Lines outside the range are not wanted. Give again exactly the lines between the line holding "positive clicks: (992, 569)" and the line holding "rough mask: <svg", inclusive, from the listing below.

### Given records
● ● ●

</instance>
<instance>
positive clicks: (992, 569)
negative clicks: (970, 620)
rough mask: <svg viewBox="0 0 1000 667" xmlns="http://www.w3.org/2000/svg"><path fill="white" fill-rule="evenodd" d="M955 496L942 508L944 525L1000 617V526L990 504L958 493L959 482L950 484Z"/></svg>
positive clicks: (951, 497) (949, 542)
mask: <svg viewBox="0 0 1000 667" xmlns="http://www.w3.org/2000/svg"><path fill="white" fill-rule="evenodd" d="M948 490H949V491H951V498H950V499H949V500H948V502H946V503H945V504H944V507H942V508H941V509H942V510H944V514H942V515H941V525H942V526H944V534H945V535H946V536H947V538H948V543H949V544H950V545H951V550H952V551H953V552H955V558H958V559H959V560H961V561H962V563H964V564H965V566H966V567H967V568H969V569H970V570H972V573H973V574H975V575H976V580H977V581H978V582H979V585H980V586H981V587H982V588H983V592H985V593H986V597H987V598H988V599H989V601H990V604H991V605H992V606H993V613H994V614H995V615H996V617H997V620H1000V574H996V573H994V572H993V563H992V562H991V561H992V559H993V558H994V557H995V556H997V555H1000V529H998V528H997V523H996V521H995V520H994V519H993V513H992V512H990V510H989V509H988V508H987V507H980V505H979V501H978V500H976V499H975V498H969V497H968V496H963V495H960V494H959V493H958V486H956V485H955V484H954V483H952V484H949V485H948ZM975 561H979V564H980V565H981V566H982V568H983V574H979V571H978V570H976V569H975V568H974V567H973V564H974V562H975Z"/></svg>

● ● ●

### Output for this task
positive clicks: (992, 569)
negative clicks: (970, 620)
rough mask: <svg viewBox="0 0 1000 667" xmlns="http://www.w3.org/2000/svg"><path fill="white" fill-rule="evenodd" d="M955 496L942 508L944 525L1000 617V526L990 504L958 493L959 482L950 484Z"/></svg>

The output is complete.